Em um momento de crise financeira e recessão na economia, não tem sentido esses servidores reivindicarem aumentos e, muito menos, o governo concedê-los.
Opção preferencial pelos que têm mais
Os partidos à esquerda fazem a defesa incondicional de aumentos salariais para servidores públicos, inclusive para os que hoje já recebem valores próximos ou superiores ao teto. Partem de princípios corretos, sobre as lutas dos trabalhadores e sindicatos por melhores condições de vida e de trabalho, para chegar a conclusões incorretas.
Não se pode desconhecer a realidade de que cada aumento a servidores significa menos dinheiro para que o Estado atenda aos que precisam de seus serviços: o conjunto da população e em especial os mais pobres. Ao fazer a defesa de aumentos para servidores, inclusive para os já bem remunerados, os partidos à esquerda fazem opção por uma parcela da alta classe média em detrimentos dos pobres e miseráveis.
Nada de apoio incondicional
Há, porém, na esquerda, quem procure romper com essa visão equivocada e elitista e proponha aos companheiros uma reflexão sobre o assunto. É o caso de Cid Benjamin (foto), filiado ao PSol no Rio de Janeiro, que participou das ações armadas contra a ditadura e da fundação do PT e esteve na semana passada em Brasília para lançar seu livro Reflexões Rebeldes.
Cid faz três perguntas instigantes, ainda mais partindo de um quadro histórico: um partido de esquerda deve apoiar toda e qualquer luta dos trabalhadores? Deve apoiar toda e qualquer forma de luta adotada pelos trabalhadores? Um partido ou governo de esquerda devem avaliar uma luta de trabalhadores com a mesma ótica de um sindicato?
================================
_Tarefa 1_
Liste todas as perguntas que Cid Benjamin faz no trecho sobre aumentos para servidores públicos.
_Tarefa 2_
Escreva a continuação do trecho sobre aumentos para servidores públicos, começando logo após a última frase apresentada.

[Registros de um conjunto de dados]
================================
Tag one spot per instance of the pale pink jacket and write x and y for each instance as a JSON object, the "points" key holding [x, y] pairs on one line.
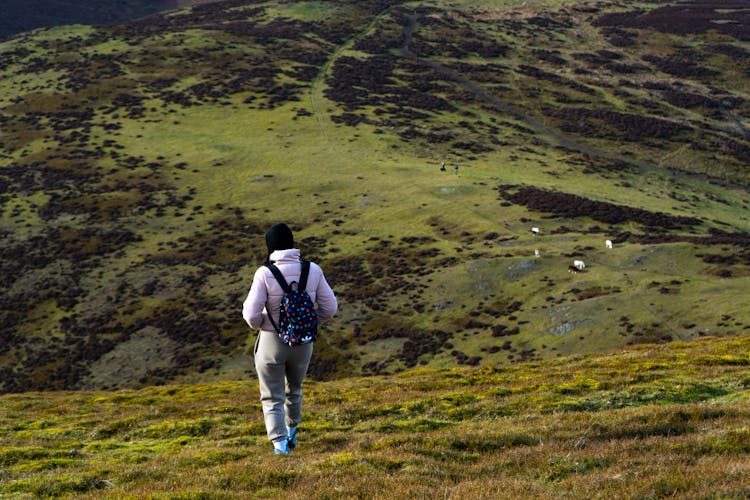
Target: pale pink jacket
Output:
{"points": [[265, 292]]}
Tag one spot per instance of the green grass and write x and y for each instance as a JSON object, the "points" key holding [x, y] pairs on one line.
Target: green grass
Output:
{"points": [[226, 170], [627, 424]]}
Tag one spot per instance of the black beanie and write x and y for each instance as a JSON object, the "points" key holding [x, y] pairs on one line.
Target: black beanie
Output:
{"points": [[279, 237]]}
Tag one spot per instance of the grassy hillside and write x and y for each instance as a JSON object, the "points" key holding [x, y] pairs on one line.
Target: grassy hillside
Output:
{"points": [[140, 165], [647, 422]]}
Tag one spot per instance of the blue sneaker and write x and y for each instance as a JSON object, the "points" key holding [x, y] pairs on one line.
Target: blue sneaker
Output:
{"points": [[280, 447], [291, 441]]}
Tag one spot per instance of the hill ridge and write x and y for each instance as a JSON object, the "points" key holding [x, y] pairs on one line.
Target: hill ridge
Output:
{"points": [[141, 163], [646, 421]]}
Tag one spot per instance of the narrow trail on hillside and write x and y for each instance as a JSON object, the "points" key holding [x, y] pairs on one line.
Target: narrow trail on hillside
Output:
{"points": [[316, 86]]}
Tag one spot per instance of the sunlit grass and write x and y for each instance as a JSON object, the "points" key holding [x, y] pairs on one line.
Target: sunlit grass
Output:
{"points": [[645, 422]]}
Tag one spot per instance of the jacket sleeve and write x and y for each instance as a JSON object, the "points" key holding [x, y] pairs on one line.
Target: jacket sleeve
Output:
{"points": [[253, 309], [327, 303]]}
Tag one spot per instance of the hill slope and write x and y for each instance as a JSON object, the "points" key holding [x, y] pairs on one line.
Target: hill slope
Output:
{"points": [[141, 163], [646, 422]]}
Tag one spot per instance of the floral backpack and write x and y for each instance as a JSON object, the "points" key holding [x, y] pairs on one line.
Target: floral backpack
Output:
{"points": [[298, 321]]}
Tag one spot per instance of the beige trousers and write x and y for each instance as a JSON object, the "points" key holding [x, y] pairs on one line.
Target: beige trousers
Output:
{"points": [[281, 370]]}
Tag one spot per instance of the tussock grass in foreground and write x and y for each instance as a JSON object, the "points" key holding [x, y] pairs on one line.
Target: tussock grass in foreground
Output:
{"points": [[648, 422]]}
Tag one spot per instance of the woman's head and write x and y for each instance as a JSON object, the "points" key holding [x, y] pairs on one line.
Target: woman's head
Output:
{"points": [[279, 237]]}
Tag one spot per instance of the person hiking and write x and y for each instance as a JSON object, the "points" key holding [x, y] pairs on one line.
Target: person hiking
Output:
{"points": [[281, 368]]}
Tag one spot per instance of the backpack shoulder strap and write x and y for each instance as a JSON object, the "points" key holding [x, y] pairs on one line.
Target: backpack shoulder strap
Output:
{"points": [[279, 277], [303, 275]]}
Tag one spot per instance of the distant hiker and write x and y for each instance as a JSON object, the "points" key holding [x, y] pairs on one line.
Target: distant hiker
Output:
{"points": [[281, 368]]}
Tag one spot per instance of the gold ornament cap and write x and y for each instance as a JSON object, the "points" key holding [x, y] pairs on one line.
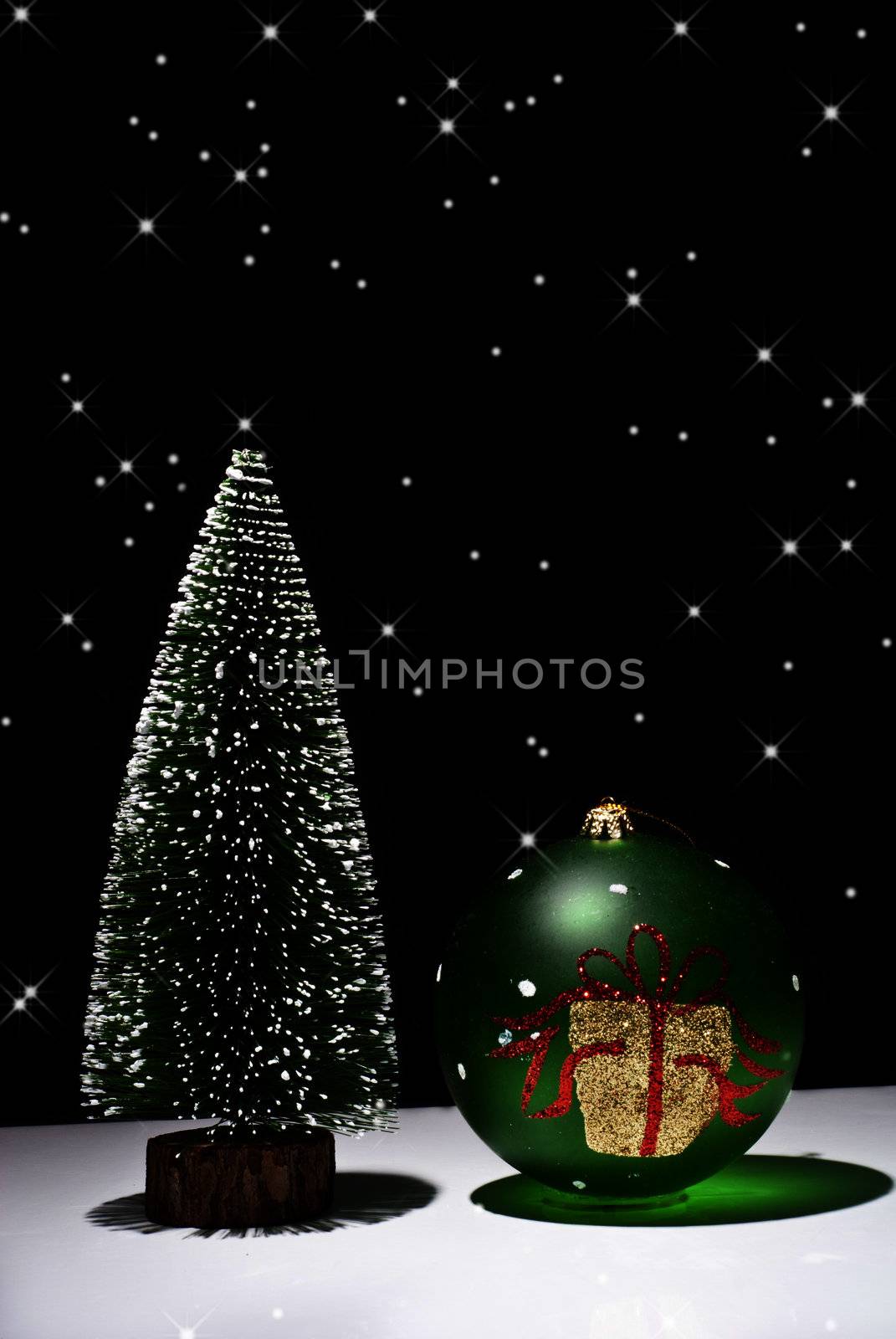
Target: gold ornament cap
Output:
{"points": [[608, 821]]}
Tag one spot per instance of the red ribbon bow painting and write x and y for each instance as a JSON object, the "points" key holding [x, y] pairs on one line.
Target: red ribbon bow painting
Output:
{"points": [[650, 1070]]}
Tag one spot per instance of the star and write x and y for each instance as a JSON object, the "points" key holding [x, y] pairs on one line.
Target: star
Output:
{"points": [[271, 33], [369, 19], [453, 82], [446, 129], [240, 177], [187, 1331], [634, 299], [387, 628], [526, 840], [847, 546], [146, 227], [682, 30], [20, 18], [832, 114], [26, 997], [66, 619], [694, 613], [77, 406], [126, 468], [764, 355], [245, 422], [856, 399], [771, 752], [789, 548]]}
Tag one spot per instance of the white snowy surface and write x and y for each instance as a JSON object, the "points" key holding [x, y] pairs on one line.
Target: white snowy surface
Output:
{"points": [[445, 1270]]}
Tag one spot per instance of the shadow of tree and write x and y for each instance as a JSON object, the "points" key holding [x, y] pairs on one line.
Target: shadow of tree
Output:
{"points": [[753, 1189], [361, 1198]]}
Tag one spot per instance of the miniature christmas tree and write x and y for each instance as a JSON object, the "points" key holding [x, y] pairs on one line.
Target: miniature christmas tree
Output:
{"points": [[240, 971]]}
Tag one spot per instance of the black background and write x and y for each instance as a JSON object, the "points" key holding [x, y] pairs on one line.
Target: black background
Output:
{"points": [[637, 158]]}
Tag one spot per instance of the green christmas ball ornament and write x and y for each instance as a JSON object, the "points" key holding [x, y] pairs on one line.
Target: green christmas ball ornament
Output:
{"points": [[621, 1019]]}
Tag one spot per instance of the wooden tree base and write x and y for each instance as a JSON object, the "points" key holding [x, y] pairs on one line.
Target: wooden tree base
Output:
{"points": [[238, 1182]]}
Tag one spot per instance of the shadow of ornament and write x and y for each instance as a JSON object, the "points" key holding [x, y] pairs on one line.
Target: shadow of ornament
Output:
{"points": [[362, 1198], [753, 1189]]}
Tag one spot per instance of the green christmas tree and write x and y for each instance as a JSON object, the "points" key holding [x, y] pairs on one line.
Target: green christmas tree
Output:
{"points": [[240, 974]]}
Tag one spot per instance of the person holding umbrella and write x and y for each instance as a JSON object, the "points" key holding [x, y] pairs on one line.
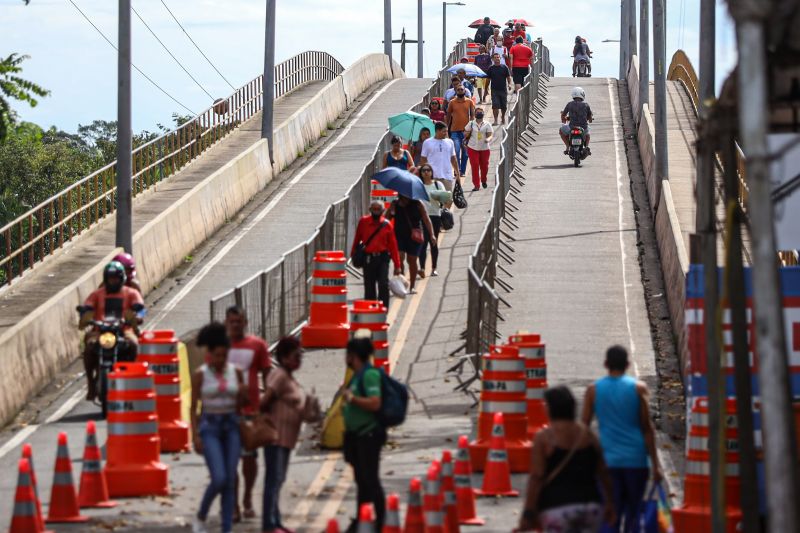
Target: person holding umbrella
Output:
{"points": [[485, 31], [375, 234]]}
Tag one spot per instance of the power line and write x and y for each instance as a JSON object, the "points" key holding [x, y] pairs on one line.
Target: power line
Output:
{"points": [[196, 45], [148, 78], [164, 46]]}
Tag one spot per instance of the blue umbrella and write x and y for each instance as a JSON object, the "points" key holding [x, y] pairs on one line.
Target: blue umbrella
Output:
{"points": [[402, 181], [469, 68]]}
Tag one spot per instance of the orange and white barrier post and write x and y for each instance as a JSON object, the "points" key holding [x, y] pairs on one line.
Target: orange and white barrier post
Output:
{"points": [[371, 315], [503, 389], [159, 349], [532, 349], [133, 465], [327, 318]]}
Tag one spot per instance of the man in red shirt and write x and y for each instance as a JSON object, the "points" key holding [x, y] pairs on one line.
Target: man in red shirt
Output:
{"points": [[250, 355], [521, 56], [113, 300], [377, 235]]}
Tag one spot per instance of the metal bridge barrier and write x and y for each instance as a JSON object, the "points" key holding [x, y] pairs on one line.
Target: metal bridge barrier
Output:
{"points": [[33, 236], [276, 300]]}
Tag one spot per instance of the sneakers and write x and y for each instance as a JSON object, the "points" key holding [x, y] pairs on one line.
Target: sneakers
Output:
{"points": [[198, 526]]}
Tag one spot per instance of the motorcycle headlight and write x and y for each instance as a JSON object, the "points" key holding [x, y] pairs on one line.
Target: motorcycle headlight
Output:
{"points": [[108, 340]]}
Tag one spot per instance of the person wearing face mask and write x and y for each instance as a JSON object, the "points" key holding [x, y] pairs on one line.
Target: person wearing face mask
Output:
{"points": [[478, 137], [380, 246], [460, 111]]}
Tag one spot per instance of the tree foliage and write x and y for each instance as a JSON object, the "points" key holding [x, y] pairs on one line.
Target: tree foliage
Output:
{"points": [[12, 86]]}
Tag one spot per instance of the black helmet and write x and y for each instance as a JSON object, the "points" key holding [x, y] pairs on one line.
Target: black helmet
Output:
{"points": [[114, 269]]}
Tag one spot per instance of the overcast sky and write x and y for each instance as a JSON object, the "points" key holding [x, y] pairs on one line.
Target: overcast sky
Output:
{"points": [[72, 60]]}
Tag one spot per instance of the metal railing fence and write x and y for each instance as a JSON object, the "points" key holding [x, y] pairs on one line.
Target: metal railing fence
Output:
{"points": [[33, 236], [483, 312], [276, 300]]}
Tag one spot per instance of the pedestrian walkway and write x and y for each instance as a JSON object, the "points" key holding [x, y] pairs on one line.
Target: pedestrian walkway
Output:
{"points": [[88, 249]]}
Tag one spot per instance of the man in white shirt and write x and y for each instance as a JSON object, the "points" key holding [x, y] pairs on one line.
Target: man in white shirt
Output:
{"points": [[440, 153]]}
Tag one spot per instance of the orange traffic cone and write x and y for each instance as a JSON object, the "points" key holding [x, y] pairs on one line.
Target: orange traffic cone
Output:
{"points": [[497, 476], [27, 453], [434, 517], [392, 522], [63, 499], [93, 489], [465, 494], [366, 519], [415, 520], [448, 491], [25, 519]]}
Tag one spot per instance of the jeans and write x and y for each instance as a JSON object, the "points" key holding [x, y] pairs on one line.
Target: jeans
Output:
{"points": [[363, 452], [461, 150], [436, 222], [277, 460], [628, 486], [376, 273], [479, 162], [221, 449]]}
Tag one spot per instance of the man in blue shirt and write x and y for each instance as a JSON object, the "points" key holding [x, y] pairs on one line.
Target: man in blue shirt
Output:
{"points": [[626, 434]]}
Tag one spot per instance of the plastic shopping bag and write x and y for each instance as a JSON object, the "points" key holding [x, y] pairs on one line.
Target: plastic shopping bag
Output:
{"points": [[656, 515], [399, 286]]}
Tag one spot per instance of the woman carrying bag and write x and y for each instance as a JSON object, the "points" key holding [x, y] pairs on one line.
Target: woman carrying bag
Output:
{"points": [[219, 385], [569, 480], [288, 407]]}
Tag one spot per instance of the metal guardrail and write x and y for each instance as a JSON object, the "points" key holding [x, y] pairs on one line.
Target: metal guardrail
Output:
{"points": [[484, 301], [38, 233], [682, 70], [276, 300]]}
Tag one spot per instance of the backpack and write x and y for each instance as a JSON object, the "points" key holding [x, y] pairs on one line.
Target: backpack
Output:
{"points": [[394, 400]]}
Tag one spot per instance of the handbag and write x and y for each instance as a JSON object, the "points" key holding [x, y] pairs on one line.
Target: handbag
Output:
{"points": [[458, 195], [359, 257], [448, 221], [257, 432]]}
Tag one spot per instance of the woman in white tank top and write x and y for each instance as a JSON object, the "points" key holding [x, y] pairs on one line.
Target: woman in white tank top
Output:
{"points": [[218, 387]]}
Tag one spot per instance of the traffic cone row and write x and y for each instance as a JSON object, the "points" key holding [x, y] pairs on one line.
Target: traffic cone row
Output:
{"points": [[65, 502]]}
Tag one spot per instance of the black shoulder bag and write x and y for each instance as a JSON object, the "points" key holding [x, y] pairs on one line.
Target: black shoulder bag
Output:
{"points": [[359, 258]]}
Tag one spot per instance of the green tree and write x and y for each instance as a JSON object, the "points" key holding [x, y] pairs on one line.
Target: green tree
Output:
{"points": [[14, 87]]}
================================
_Resposta 1_
- Um partido de esquerda deve apoiar toda e qualquer luta dos trabalhadores?
- Deve apoiar toda e qualquer forma de luta adotada pelos trabalhadores?
- Um partido ou governo de esquerda devem avaliar uma luta de trabalhadores com a mesma ótica de um sindicato?

_Resposta 2_
A resposta de Cid às três perguntas é não.
Transparência para definir prioridades
Cid admite que há lutas justas de servidores por reajustes salariais. “Mas, às vezes, se forem somadas as pretensões salariais de várias categorias de servidores, o total dos gastos ultrapassa 100% do orçamento da prefeitura ou do estado”. Ele pergunta: “É o caso de se apoiar automaticamente essas reivindicações? ”
A resposta é outra pergunta: “Não será mais razoável, em tempos de internet, exigir a abertura das contas públicas e, a partir daí ter um debate aberto sobre prioridades no uso dos recursos? ” Pois não adianta dar aumentos a servidores se eles não tiverem condições adequadas para atender à população: equipamentos funcionando em hospitais e escolas, sistemas de informática atualizados, ambulâncias e viaturas policiais em boas condições, recursos para pagar prestadores de serviços e assim por diante.
Greve não é única forma de luta
“Há greves e greves”, diz Cid: “Paralisações por tempo indeterminado, feitas por funcionários públicos que prestam serviços diretamente para a população, acabam prejudicando os usuários dos serviços. E nem sempre pressionam eficazmente os governantes”.
Ele propõe formas alternativas de mobilização, que considera mais eficazes e menos prejudiciais à população que precisa de atendimento médico, porque não tem planos de saúde; de escolas públicas, porque não pode pagar as privadas; de transporte coletivo, porque não tem carro ou não pode usá-lo diariamente; de segurança, porque mora em regiões mais violentas, entre outras coisas.
A população acaba se opondo às greves por estar sendo prejudicada. “Com criatividade, há outras formas de luta, passíveis de serem adotadas, com maior ganho para o movimento e menor custo para a população que usa serviços públicos”, diz.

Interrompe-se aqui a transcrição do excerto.